| WORK INSTRUCTIONS |
Return the data below in full, matching every line exactly.

*** Opening of SOURCE MATERIAL ***

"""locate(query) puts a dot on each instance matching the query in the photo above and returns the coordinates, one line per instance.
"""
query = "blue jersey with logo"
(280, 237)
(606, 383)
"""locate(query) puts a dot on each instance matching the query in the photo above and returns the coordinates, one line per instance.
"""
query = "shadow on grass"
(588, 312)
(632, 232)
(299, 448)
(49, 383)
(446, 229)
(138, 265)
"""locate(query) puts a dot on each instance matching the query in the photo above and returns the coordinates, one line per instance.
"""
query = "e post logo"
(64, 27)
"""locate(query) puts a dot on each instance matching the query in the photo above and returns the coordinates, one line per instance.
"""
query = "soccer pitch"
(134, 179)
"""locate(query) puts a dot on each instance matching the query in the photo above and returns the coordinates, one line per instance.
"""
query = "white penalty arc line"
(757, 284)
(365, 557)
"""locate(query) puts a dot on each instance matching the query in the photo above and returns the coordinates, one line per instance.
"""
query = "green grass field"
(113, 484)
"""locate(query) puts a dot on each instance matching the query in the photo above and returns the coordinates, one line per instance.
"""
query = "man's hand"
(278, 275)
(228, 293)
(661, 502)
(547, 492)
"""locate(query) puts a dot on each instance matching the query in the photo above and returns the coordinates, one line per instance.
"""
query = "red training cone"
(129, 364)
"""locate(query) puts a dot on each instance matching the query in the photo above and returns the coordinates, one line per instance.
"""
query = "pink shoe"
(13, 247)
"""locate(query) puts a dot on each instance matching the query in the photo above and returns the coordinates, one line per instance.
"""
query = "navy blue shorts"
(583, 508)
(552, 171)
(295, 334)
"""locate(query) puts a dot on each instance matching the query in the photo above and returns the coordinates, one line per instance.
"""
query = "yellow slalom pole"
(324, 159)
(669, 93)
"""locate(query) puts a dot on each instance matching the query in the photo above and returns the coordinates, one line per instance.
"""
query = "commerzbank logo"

*** Close of SOURCE MATERIAL ***

| ANSWER FOR THIS EXERCISE |
"""locate(query) puts a dot on each instance matching the query in the photo above and returns the coordinates, one line per instance.
"""
query = "blue jersey with logo"
(280, 237)
(606, 383)
"""locate(query) puts a dot on each instance matching the query in the photo above and returns the coordinates, one line per instance.
"""
query = "shadow on grass"
(588, 312)
(632, 232)
(299, 448)
(49, 383)
(446, 229)
(138, 265)
"""locate(query) puts a dot on each instance matching the query in the photo above and returns the coordinates, one line per instance.
"""
query = "e post logo"
(64, 27)
"""locate(query) puts a dot on each instance matching the query in the photo above and returns the coordinates, one line per instance.
"""
query = "soccer pitch"
(134, 179)
"""locate(query) puts a dot on each instance matching the query in the photo above and returns the coordinates, one line per instance.
"""
query = "white penalty arc line"
(757, 284)
(365, 557)
"""locate(query) puts a dot on each instance matching the query in the photo above and returns the coordinates, one line per instance.
"""
query = "green grass field"
(113, 484)
"""locate(query) puts a dot on each instance matching the query in the photo above and returns the coordinates, one line per instance.
"""
query = "man's hand"
(278, 275)
(228, 293)
(661, 502)
(547, 492)
"""locate(query) puts a dot on each instance matching the query in the photo above and returns the coordinates, one line per instance.
"""
query = "red training cone"
(129, 364)
"""locate(query) puts a dot on each instance matching the query in the photo above and returns the coordinates, one line per instance.
"""
query = "pink shoe"
(13, 247)
"""locate(query) puts a dot on each instance matching the query in the photo above and returns the coordinates, one line per instance.
"""
query = "navy blue shorts"
(583, 508)
(552, 171)
(295, 334)
"""locate(query) puts a dot on each instance matching the query in the photo above and returns the coordinates, one line per instance.
"""
query = "yellow slalom pole"
(324, 159)
(669, 93)
"""locate(query) puts a dot on each instance matching the query in the photo above and returns the coordinates, one line per instance.
"""
query = "commerzbank logo"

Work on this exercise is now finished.